Records of labeled points
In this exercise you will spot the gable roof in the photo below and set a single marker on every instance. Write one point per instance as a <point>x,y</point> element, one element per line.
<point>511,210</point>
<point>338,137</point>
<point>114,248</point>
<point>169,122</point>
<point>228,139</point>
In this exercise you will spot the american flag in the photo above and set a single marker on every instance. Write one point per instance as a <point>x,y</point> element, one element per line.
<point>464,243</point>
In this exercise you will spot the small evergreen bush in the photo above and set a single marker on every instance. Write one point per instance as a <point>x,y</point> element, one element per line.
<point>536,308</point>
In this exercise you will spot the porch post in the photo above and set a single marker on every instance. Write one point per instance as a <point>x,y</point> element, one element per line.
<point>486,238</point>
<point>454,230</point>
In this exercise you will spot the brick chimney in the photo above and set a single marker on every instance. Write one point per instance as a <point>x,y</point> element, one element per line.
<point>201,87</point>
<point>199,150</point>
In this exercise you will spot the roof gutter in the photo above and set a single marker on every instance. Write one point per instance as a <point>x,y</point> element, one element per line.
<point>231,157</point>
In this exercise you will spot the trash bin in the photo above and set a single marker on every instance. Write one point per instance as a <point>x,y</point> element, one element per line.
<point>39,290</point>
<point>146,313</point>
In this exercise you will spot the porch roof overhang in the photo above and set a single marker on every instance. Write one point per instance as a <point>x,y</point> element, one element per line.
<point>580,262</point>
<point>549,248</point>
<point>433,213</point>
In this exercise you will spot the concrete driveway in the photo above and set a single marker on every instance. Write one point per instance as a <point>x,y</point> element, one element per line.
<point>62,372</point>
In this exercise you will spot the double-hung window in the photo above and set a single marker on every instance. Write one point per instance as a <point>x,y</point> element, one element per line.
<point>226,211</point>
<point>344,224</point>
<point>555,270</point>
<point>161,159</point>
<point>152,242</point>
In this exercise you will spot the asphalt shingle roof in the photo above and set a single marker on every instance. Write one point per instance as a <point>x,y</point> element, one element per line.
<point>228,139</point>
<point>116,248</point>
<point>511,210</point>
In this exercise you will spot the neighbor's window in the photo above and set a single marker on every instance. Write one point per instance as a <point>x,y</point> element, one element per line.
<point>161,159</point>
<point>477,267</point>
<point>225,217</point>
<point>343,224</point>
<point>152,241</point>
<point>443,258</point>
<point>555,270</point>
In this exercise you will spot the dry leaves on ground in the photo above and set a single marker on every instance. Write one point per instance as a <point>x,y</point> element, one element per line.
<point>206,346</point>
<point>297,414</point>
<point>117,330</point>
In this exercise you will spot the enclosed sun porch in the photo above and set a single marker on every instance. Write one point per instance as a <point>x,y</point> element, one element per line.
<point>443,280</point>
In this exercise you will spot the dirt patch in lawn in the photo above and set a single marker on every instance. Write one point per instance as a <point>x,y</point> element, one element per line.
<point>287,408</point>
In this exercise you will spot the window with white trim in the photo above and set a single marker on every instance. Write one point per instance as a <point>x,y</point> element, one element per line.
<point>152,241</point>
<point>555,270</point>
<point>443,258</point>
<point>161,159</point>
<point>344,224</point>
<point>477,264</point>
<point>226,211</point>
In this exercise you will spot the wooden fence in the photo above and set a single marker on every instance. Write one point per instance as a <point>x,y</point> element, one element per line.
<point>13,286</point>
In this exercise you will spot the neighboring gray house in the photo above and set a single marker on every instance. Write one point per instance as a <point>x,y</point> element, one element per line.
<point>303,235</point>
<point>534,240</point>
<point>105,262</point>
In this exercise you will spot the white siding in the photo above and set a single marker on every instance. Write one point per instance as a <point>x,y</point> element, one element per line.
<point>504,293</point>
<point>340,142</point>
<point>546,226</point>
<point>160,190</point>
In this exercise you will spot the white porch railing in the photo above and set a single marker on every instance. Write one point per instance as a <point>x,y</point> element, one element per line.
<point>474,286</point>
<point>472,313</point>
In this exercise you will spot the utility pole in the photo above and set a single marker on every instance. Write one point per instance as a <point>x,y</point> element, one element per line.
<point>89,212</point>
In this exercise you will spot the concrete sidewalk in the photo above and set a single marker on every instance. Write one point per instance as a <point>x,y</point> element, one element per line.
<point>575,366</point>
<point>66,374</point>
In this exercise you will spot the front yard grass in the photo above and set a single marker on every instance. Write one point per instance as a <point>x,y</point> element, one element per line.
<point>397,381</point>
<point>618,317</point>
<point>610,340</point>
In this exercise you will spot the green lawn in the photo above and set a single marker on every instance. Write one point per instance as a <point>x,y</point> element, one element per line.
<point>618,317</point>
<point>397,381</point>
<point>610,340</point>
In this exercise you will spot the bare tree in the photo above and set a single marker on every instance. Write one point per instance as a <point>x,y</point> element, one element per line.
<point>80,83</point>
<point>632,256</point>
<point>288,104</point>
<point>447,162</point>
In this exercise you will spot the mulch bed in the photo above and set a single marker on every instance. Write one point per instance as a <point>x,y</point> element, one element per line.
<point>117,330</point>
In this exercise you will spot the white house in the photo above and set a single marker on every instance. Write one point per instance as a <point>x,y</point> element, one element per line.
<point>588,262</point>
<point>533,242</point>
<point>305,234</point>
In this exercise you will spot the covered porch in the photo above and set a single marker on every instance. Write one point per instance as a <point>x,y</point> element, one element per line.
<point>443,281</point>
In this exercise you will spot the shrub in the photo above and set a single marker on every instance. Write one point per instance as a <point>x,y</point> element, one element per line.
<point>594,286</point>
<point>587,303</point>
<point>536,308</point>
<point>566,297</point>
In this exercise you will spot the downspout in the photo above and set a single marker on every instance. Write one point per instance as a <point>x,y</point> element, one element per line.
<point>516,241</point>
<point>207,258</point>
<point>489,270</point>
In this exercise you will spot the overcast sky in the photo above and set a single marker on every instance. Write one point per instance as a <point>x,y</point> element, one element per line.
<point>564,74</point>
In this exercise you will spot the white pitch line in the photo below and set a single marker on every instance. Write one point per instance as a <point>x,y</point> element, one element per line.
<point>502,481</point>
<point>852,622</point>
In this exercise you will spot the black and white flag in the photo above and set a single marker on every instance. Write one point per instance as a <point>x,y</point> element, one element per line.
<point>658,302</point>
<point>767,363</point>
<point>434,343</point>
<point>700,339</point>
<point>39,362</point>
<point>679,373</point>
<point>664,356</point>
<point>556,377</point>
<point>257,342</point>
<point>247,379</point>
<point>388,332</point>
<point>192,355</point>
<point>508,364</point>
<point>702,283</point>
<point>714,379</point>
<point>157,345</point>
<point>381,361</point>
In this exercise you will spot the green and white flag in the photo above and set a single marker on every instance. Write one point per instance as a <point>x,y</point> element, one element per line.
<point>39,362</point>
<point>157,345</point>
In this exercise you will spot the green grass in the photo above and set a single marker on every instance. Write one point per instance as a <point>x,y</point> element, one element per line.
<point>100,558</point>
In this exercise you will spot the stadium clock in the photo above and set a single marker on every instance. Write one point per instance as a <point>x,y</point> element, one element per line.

* _Exercise directions_: Present all of the lines above as a numbered list, omitting any blank lines.

* _Worked solution_:
1. In this exercise you will spot the gable roof in the photo below and set a single marker on every instance. Write one point per instance as a <point>x,y</point> element, one element per line.
2. <point>511,210</point>
3. <point>338,137</point>
4. <point>114,248</point>
5. <point>169,122</point>
6. <point>228,139</point>
7. In this exercise you will spot the american flag in the photo above and set a single marker on every instance. Write one point per instance as a <point>x,y</point> element, one element per line.
8. <point>464,243</point>
9. In this exercise you will spot the small evergreen bush in the photo above and set a single marker on every instance. Write one point per instance as a <point>x,y</point> element, one element per line.
10. <point>536,308</point>
11. In this exercise you will spot the porch post in the photo above and set a single marker on every instance. Write one point per instance as a <point>x,y</point> element, one element per line.
12. <point>486,238</point>
13. <point>454,230</point>
14. In this exercise you will spot the brick chimney in the photo above and set a single marker on every instance. Write one point per instance as a <point>x,y</point> element, one element per line.
15. <point>201,87</point>
16. <point>199,150</point>
17. In this exercise you will spot the roof gutter in the photo above and set a single marker on every instance. Write one point per instance as a <point>x,y</point> element, one element per line.
18. <point>231,157</point>
19. In this exercise you will spot the trash bin in the photo above and set a single marker on every instance. Write one point per instance as a <point>x,y</point> element, one element per line.
20. <point>39,290</point>
21. <point>146,313</point>
22. In this exercise you will spot the porch roof overhang in the photo above and set a single marker on every instance. Write one point per instance as a <point>x,y</point> element, one element per line.
23. <point>580,262</point>
24. <point>549,248</point>
25. <point>433,213</point>
26. In this exercise you will spot the concrete driveway in the photo above and set a single marker on every instance. Write one point per instance as a <point>x,y</point> element, one element per line.
27. <point>62,372</point>
28. In this exercise you will spot the double-hung window in the photo above and set a single marker on every instance. Write one point per instance as a <point>x,y</point> element, one element per line.
29. <point>226,211</point>
30. <point>344,224</point>
31. <point>555,270</point>
32. <point>161,159</point>
33. <point>152,242</point>
34. In this exercise you will spot the asphalt shingle roof in the photo above and set a single marker on every instance. Write one point per instance as a <point>x,y</point> element, one element per line.
35. <point>228,139</point>
36. <point>116,248</point>
37. <point>511,210</point>
38. In this exercise you will spot the neighbor's window in the photo above and set a single marker on every instance. Write one point per instance as a <point>x,y</point> element, one element per line.
39. <point>161,159</point>
40. <point>477,267</point>
41. <point>225,217</point>
42. <point>343,224</point>
43. <point>152,241</point>
44. <point>443,258</point>
45. <point>555,270</point>
46. In this exercise you will spot the dry leaves on ground in the photo above and set a single marker on every instance. Write one point per instance as a <point>x,y</point> element, one element per line.
47. <point>206,346</point>
48. <point>297,414</point>
49. <point>117,330</point>
50. In this exercise you will spot the enclosed sun porch in the photo above and set a single marker on every instance. Write one point per instance as a <point>x,y</point> element, one element per line.
51. <point>443,280</point>
52. In this exercise you will spot the dirt patch in lawn in the photo above and set a single marker on every instance. Write one point per instance as a <point>x,y</point> element, one element per line.
53. <point>287,408</point>
54. In this exercise you will spot the window with white trim in the photo above and set a single marker on every instance. Write one point per instance as a <point>x,y</point> element, one element per line.
55. <point>152,241</point>
56. <point>555,270</point>
57. <point>443,258</point>
58. <point>161,159</point>
59. <point>344,224</point>
60. <point>477,264</point>
61. <point>226,211</point>
62. In this exercise you will spot the wooden fence in the photo above and set a single marker on every instance. Write one point per instance as a <point>x,y</point> element, one element per line.
63. <point>13,286</point>
64. In this exercise you will spot the neighboring gray house in the photo above and set a single marker on every instance. Write one point per instance as a <point>x,y</point> element, one element per line.
65. <point>303,235</point>
66. <point>534,240</point>
67. <point>105,262</point>
68. In this exercise you will spot the white siding in the photo above and set a single marker on every instance. Write one point per instance as a <point>x,y</point> element, one element per line.
69. <point>504,293</point>
70. <point>340,142</point>
71. <point>546,226</point>
72. <point>160,190</point>
73. In this exercise you will spot the white porch railing in the photo above and set a single marker on every instance. Write one point per instance as a <point>x,y</point> element, one element per line.
74. <point>474,286</point>
75. <point>472,313</point>
76. In this exercise you will spot the utility pole in the photo above and set a single marker on every instance. Write one point per instance as a <point>x,y</point> element, one element per line.
77. <point>89,212</point>
78. In this exercise you will spot the concrete sidewalk in the photo above and set a single marker on every instance. Write one point per instance as a <point>x,y</point> element, one element per line.
79. <point>575,366</point>
80. <point>66,374</point>
81. In this exercise you will spot the front yard grass in the photo above and set a single marker on every instance. Write one point per instance as a <point>x,y</point> element, one element per line.
82. <point>397,381</point>
83. <point>618,317</point>
84. <point>610,340</point>
85. In this exercise you will spot the green lawn in the photo above and set a single marker on every instance. Write one point per instance as a <point>x,y</point> element, one element per line.
86. <point>618,317</point>
87. <point>397,381</point>
88. <point>610,340</point>
89. In this exercise you will spot the bare tree in the photo above and set a single marker on every instance. Write one point per instance as a <point>x,y</point> element, one element per line.
90. <point>80,83</point>
91. <point>632,256</point>
92. <point>288,104</point>
93. <point>447,162</point>
94. In this exercise you will spot the mulch bed in the photo above and set a single marker on every instance. Write one point per instance as a <point>x,y</point> element, one element per line.
95. <point>117,330</point>
96. In this exercise you will spot the white house in the photo above and set a single marker on every instance. Write one point per instance as a <point>x,y</point> element, one element per line.
97. <point>588,262</point>
98. <point>533,242</point>
99. <point>305,234</point>
100. In this exercise you will spot the covered porch in the photo above and set a single marker on every instance. Write one point per instance as a <point>x,y</point> element, one element per line.
101. <point>443,281</point>
102. In this exercise you will spot the shrub in the photo above and set a single marker on every instance. Write one point per instance as a <point>x,y</point> element, one element per line.
103. <point>594,286</point>
104. <point>587,303</point>
105. <point>536,308</point>
106. <point>566,297</point>
107. In this exercise you will spot the downspout in the photo above and set a single marker on every instance. Write one point per instance as a <point>x,y</point> element, one element per line.
108. <point>516,241</point>
109. <point>207,258</point>
110. <point>489,270</point>
111. In this exercise you will spot the overcast sky in the photo above and set a single marker on every instance. Write one point per instance as a <point>x,y</point> element, one element per line.
112. <point>564,74</point>
113. In this exercise you will spot the white pitch line in the photo below and set a single marker on every instance. Write one point per instance as a <point>x,y</point> element, one element per line.
114. <point>502,481</point>
115. <point>852,622</point>
116. In this exercise you will spot the black and white flag in the photo above and set a single marker on every instance. Write one point per instance as a <point>x,y</point> element, one element per line.
117. <point>658,302</point>
118. <point>767,363</point>
119. <point>434,343</point>
120. <point>700,339</point>
121. <point>39,362</point>
122. <point>679,373</point>
123. <point>664,356</point>
124. <point>556,377</point>
125. <point>257,342</point>
126. <point>247,379</point>
127. <point>388,332</point>
128. <point>192,355</point>
129. <point>508,364</point>
130. <point>702,283</point>
131. <point>714,379</point>
132. <point>157,345</point>
133. <point>381,361</point>
134. In this exercise you will spot the green and white flag in the photo above and set a single marker on every instance. Write one point per instance as a <point>x,y</point> element, one element per line.
135. <point>39,362</point>
136. <point>157,345</point>
137. In this exercise you will spot the green grass in the photo above and set a single marker on every instance. Write one point per instance as a <point>x,y</point> element, one element per line.
138. <point>100,558</point>
139. In this exercise you will spot the stadium clock in the photo above and set a single marker on every instance. Write one point per instance as a <point>x,y</point> element, one element per line.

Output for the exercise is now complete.